**WHAT TO DO:** Search the records below for the word "query" and show every line where it occurs.

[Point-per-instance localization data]
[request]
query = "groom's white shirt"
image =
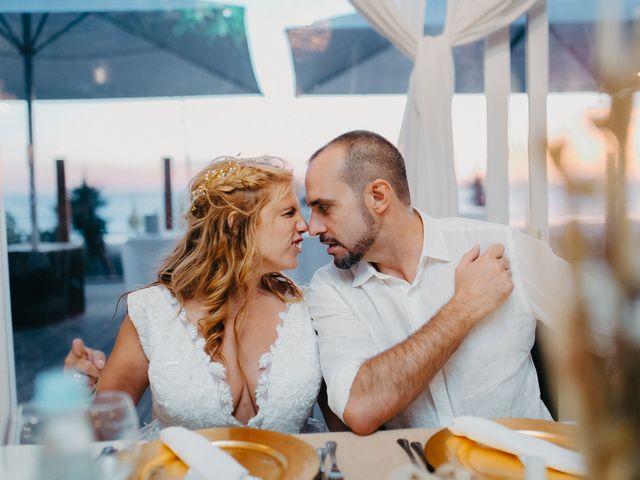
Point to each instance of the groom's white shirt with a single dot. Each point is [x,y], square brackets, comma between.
[360,312]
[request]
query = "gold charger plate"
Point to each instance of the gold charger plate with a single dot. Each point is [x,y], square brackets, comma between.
[493,464]
[266,454]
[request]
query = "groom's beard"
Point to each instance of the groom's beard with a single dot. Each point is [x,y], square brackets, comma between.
[361,247]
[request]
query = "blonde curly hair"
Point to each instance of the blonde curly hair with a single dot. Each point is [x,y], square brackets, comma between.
[217,257]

**YOUR RESPONSE:**
query = "groom's white shirt"
query = "gold charger plate"
query = "groom's beard"
query = "blonde curly hair"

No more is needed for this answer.